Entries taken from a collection

───

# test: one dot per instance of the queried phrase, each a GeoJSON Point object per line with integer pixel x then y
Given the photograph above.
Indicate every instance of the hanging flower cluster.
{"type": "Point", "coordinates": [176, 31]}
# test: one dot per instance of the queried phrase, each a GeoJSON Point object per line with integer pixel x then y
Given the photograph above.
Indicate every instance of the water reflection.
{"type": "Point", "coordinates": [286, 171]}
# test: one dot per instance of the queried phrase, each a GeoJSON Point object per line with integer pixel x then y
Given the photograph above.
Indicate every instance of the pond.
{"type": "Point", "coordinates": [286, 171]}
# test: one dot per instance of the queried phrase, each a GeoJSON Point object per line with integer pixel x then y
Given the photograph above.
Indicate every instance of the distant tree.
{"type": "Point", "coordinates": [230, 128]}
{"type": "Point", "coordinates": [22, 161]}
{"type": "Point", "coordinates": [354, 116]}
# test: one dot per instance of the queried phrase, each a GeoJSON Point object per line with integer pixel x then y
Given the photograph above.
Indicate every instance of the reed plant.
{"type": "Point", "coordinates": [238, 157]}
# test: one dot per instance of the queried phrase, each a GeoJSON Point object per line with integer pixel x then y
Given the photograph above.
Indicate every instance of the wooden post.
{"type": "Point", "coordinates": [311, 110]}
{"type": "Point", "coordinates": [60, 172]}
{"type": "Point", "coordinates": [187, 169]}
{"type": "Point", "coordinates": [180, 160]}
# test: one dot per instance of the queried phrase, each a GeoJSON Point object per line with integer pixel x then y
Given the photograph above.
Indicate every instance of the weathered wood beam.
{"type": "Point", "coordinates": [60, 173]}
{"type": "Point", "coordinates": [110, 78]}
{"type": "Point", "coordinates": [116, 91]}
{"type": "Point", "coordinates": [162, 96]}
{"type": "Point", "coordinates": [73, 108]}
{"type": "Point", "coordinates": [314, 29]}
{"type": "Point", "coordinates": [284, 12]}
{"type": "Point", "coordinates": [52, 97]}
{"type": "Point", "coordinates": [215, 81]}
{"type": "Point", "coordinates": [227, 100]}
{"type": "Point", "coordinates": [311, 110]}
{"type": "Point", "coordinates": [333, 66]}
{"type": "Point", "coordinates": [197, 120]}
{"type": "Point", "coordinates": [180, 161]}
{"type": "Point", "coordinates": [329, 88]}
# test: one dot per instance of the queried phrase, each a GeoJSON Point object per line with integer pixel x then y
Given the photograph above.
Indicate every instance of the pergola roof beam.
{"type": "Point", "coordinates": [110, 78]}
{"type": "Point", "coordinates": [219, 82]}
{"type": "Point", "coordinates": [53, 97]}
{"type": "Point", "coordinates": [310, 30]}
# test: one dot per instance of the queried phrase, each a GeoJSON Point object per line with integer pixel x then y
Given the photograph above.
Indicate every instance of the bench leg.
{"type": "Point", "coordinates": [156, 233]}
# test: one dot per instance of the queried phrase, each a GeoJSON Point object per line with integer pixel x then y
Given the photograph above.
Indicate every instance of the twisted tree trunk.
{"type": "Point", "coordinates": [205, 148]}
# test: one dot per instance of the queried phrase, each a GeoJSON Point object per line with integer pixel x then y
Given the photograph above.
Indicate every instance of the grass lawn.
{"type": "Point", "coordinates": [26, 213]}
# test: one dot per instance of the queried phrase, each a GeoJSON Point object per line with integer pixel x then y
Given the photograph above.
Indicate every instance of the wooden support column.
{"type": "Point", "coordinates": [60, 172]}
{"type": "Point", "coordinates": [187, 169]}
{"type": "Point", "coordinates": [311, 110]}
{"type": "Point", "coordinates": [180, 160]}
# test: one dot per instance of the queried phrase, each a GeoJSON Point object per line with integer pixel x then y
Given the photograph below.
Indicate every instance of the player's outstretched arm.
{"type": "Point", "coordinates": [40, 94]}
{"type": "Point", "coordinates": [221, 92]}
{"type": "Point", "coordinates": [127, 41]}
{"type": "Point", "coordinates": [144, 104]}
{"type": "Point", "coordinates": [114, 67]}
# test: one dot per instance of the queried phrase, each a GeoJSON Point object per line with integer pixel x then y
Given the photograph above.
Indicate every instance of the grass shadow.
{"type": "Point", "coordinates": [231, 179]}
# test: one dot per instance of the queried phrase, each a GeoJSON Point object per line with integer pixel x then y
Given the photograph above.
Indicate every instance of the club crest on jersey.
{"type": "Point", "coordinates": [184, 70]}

───

**Work order**
The answer should reproduce all of the data without any alteration.

**Task output**
# test: one dot per instance of the queried phrase, each a GeoJSON Point object per line with integer pixel x then y
Given the photograph above.
Indicate every instance of the hanging flower cluster.
{"type": "Point", "coordinates": [176, 31]}
# test: one dot per instance of the queried phrase, each a GeoJSON Point object per line with integer pixel x then y
Given the photograph above.
Indicate every instance of the water reflection.
{"type": "Point", "coordinates": [286, 171]}
# test: one dot per instance of the queried phrase, each a GeoJSON Point object per line with integer pixel x then y
Given the photograph above.
Indicate every instance of the pond.
{"type": "Point", "coordinates": [286, 171]}
# test: one dot per instance of the queried phrase, each a GeoJSON Point object per line with integer pixel x then y
Given the photograph above.
Indicate every instance of the distant tree.
{"type": "Point", "coordinates": [230, 128]}
{"type": "Point", "coordinates": [22, 161]}
{"type": "Point", "coordinates": [354, 116]}
# test: one dot per instance of the queried phrase, each a GeoJSON Point object per line with integer pixel x then y
Given the photograph above.
Indicate every instance of the reed plant.
{"type": "Point", "coordinates": [238, 157]}
# test: one dot per instance of the queried phrase, each a GeoJSON Point object per line with integer pixel x then y
Given the photograph above.
Indicate every instance of the wooden post.
{"type": "Point", "coordinates": [311, 110]}
{"type": "Point", "coordinates": [60, 172]}
{"type": "Point", "coordinates": [187, 169]}
{"type": "Point", "coordinates": [180, 160]}
# test: one dot per instance of the queried phrase, each a GeoJSON Point object per line with integer pixel x then y
Given the photograph above.
Indicate every instance of the weathered wood beam.
{"type": "Point", "coordinates": [60, 173]}
{"type": "Point", "coordinates": [110, 78]}
{"type": "Point", "coordinates": [116, 91]}
{"type": "Point", "coordinates": [162, 96]}
{"type": "Point", "coordinates": [73, 108]}
{"type": "Point", "coordinates": [314, 29]}
{"type": "Point", "coordinates": [284, 12]}
{"type": "Point", "coordinates": [52, 97]}
{"type": "Point", "coordinates": [215, 81]}
{"type": "Point", "coordinates": [227, 100]}
{"type": "Point", "coordinates": [311, 110]}
{"type": "Point", "coordinates": [333, 66]}
{"type": "Point", "coordinates": [197, 120]}
{"type": "Point", "coordinates": [180, 161]}
{"type": "Point", "coordinates": [329, 88]}
# test: one dot per instance of the queried phrase, each a GeoJSON Point object per line with integer pixel x then y
Given the photograph above.
Indicate every instance of the pergola roof beam.
{"type": "Point", "coordinates": [110, 78]}
{"type": "Point", "coordinates": [219, 82]}
{"type": "Point", "coordinates": [53, 97]}
{"type": "Point", "coordinates": [310, 30]}
# test: one dot per instance of the queried phrase, each a GeoJSON Point object per line with integer pixel x then y
Given the photograph above.
Indicate every instance of the bench leg.
{"type": "Point", "coordinates": [156, 233]}
# test: one dot per instance of the queried phrase, each a GeoJSON Point object per line with integer pixel x then y
Given the photograph above.
Indicate every instance of the twisted tree trunk.
{"type": "Point", "coordinates": [205, 148]}
# test: one dot per instance of the queried phrase, each a GeoJSON Point object per line with integer pixel x then y
Given the photograph above.
Indicate every instance of the grass lawn.
{"type": "Point", "coordinates": [26, 213]}
# test: one dot per instance of the queried phrase, each a GeoJSON Point object per line with integer pixel x then y
Given the photograph above.
Indicate every instance of the wooden support column.
{"type": "Point", "coordinates": [60, 172]}
{"type": "Point", "coordinates": [187, 169]}
{"type": "Point", "coordinates": [311, 110]}
{"type": "Point", "coordinates": [180, 160]}
# test: one dot per instance of the queried phrase, each a GeoJSON Point object per line with integer pixel x then y
Given the photograph below.
Indicate every instance of the player's outstretched arm.
{"type": "Point", "coordinates": [40, 94]}
{"type": "Point", "coordinates": [221, 92]}
{"type": "Point", "coordinates": [127, 41]}
{"type": "Point", "coordinates": [144, 104]}
{"type": "Point", "coordinates": [114, 67]}
# test: one dot per instance of the queried phrase, each a GeoJSON Point object per line with integer pixel x then y
Given the photograph above.
Indicate every instance of the grass shadow.
{"type": "Point", "coordinates": [231, 179]}
# test: one dot per instance of the queried phrase, each a GeoJSON Point object per line with integer pixel x then y
Given the photograph above.
Indicate every instance of the club crest on jersey.
{"type": "Point", "coordinates": [184, 70]}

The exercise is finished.